INSTRUCTIONS TO FOLLOW:
Reproduce the line that contains "Expected output: for each instance of the train door, one" and every line after it through the end of the records, exactly, with nothing added.

----- MATERIAL TO PROCESS

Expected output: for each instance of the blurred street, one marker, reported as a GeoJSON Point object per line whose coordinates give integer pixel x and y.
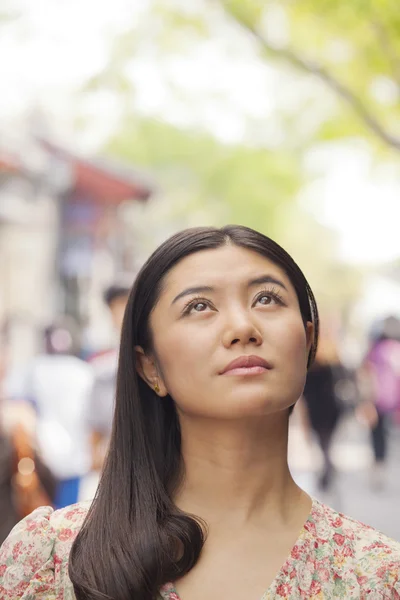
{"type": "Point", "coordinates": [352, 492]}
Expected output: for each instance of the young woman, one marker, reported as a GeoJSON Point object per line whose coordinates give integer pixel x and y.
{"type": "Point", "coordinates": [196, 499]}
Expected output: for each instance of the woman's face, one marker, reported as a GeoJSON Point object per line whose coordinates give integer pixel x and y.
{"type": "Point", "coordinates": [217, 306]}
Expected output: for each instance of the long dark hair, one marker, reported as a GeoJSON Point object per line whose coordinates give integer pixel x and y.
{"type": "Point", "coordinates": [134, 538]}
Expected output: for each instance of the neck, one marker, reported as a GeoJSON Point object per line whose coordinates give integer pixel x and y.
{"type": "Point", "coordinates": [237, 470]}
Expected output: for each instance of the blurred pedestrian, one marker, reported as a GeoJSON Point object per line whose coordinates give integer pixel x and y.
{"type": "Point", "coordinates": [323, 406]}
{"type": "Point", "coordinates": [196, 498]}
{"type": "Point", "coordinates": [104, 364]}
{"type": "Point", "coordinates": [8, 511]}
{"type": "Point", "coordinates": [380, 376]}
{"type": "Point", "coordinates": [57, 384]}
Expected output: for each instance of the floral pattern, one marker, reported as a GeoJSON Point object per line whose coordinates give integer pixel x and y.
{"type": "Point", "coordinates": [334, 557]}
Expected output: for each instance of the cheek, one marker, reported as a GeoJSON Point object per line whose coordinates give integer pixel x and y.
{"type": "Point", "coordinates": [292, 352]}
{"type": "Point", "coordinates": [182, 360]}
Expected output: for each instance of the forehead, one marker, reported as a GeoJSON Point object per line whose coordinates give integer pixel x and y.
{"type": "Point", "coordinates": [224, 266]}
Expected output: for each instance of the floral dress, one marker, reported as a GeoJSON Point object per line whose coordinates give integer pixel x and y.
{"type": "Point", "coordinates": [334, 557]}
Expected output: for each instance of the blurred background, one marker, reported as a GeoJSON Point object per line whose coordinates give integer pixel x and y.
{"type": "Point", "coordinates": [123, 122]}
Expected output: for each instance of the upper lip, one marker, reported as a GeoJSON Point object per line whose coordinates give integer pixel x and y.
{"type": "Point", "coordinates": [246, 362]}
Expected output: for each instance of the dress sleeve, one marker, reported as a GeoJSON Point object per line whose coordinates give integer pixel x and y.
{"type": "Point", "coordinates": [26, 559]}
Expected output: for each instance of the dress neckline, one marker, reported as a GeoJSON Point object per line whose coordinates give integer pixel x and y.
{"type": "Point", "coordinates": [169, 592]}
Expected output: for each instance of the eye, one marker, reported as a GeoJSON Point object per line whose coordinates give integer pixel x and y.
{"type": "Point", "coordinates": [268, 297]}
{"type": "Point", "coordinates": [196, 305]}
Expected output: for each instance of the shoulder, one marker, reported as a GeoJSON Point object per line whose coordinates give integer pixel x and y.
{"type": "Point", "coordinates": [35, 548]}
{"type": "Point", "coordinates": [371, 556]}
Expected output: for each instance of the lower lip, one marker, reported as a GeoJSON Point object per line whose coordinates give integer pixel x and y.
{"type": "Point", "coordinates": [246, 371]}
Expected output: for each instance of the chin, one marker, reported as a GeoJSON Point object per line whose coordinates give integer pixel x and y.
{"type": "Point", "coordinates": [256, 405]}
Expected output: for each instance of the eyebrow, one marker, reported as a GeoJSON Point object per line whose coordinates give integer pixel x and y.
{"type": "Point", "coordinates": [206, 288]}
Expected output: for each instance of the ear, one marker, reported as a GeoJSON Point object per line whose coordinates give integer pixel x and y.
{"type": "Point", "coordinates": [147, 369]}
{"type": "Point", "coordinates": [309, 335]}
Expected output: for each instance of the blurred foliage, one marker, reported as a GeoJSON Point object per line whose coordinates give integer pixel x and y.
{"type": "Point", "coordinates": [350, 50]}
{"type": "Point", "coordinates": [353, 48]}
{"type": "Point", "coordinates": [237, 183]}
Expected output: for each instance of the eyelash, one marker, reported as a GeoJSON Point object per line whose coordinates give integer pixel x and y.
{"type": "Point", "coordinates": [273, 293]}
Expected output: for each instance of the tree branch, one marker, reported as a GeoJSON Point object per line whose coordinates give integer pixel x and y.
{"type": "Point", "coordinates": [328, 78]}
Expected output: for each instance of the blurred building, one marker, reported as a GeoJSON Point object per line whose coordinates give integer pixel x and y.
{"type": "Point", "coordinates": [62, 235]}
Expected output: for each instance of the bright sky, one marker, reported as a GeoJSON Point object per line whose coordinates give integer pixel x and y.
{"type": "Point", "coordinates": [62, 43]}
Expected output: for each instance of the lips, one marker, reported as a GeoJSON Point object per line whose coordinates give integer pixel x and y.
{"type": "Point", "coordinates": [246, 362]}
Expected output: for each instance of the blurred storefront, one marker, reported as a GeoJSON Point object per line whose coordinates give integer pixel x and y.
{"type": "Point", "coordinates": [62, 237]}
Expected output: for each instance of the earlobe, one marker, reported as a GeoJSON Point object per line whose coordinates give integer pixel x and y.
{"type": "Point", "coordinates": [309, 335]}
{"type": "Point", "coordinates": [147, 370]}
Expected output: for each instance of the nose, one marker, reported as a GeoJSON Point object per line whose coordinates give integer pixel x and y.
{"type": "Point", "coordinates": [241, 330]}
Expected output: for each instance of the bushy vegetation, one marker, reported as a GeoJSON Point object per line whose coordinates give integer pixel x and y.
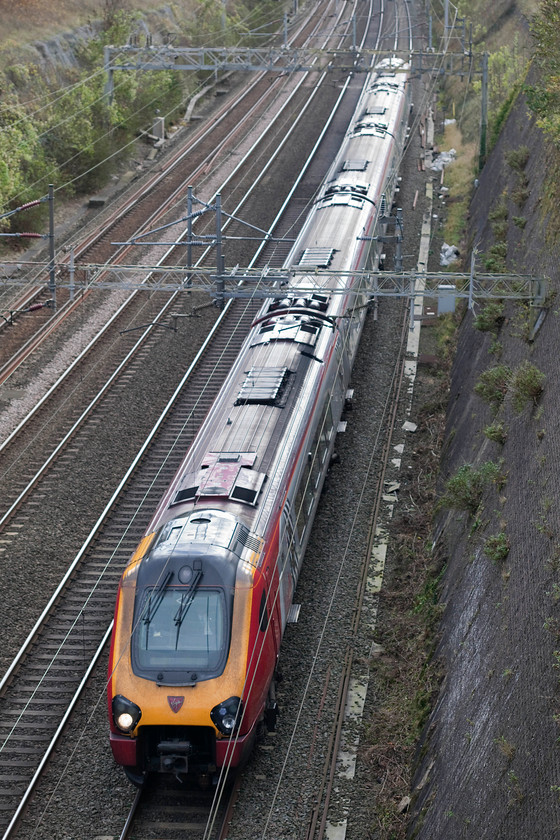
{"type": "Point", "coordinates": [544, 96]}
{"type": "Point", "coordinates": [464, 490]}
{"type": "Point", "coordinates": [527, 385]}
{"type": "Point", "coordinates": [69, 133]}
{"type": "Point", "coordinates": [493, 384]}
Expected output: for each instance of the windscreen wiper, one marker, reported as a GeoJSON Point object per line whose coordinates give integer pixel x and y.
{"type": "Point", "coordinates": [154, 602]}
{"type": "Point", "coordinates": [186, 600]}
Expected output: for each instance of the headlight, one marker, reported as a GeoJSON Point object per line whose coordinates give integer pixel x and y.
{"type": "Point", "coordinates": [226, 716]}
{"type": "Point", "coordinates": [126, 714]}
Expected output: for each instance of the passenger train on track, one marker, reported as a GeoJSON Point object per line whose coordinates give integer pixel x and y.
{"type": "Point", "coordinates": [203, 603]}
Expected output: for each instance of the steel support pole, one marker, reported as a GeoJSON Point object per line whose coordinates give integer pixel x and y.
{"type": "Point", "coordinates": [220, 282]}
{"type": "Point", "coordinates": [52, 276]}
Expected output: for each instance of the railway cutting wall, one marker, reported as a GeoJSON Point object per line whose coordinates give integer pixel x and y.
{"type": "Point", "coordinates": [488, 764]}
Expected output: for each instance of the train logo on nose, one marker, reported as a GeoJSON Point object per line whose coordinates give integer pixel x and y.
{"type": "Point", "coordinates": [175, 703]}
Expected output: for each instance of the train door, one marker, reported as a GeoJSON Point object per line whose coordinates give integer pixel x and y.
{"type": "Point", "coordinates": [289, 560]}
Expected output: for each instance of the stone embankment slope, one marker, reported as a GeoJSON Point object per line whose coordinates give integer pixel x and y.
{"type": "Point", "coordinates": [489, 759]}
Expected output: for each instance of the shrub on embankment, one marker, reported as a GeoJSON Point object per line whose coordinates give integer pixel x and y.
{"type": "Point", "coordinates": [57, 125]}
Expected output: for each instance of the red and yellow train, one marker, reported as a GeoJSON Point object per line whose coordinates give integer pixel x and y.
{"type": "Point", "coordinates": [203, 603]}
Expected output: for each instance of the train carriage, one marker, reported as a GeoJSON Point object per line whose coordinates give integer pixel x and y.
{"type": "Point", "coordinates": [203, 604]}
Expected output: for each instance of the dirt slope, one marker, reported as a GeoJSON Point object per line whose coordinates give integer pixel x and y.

----------

EXERCISE SOLUTION:
Expected output: for each instance of the train door, one marker, reported as a GeoJSON Point object per line whose coordinates give integer pixel x and y.
{"type": "Point", "coordinates": [289, 560]}
Expected output: for each instance of the stone embankment slope, one marker, reported as a GeoJSON Point object per line whose coordinates give integer pixel x and y.
{"type": "Point", "coordinates": [489, 759]}
Expected output: for each instance of the shrub on embankment, one marker, reported as a GeoJSON Point object per line whose coordinates give integer pixel x and y.
{"type": "Point", "coordinates": [57, 125]}
Expected output: for each instance of the red and yellow train, one marker, reported as a GeoJSON Point object per line whose coordinates give integer pixel x and y.
{"type": "Point", "coordinates": [203, 603]}
Expected output: for each instance of the train carriage, one marker, reported as a GeoJSON Point object per line whose coordinates give integer pixel x and y.
{"type": "Point", "coordinates": [203, 604]}
Expected output: for each instance of the dirt slope, one marker, reported as a GeoJSON Point object per line whose coordinates give integer pixel x and y.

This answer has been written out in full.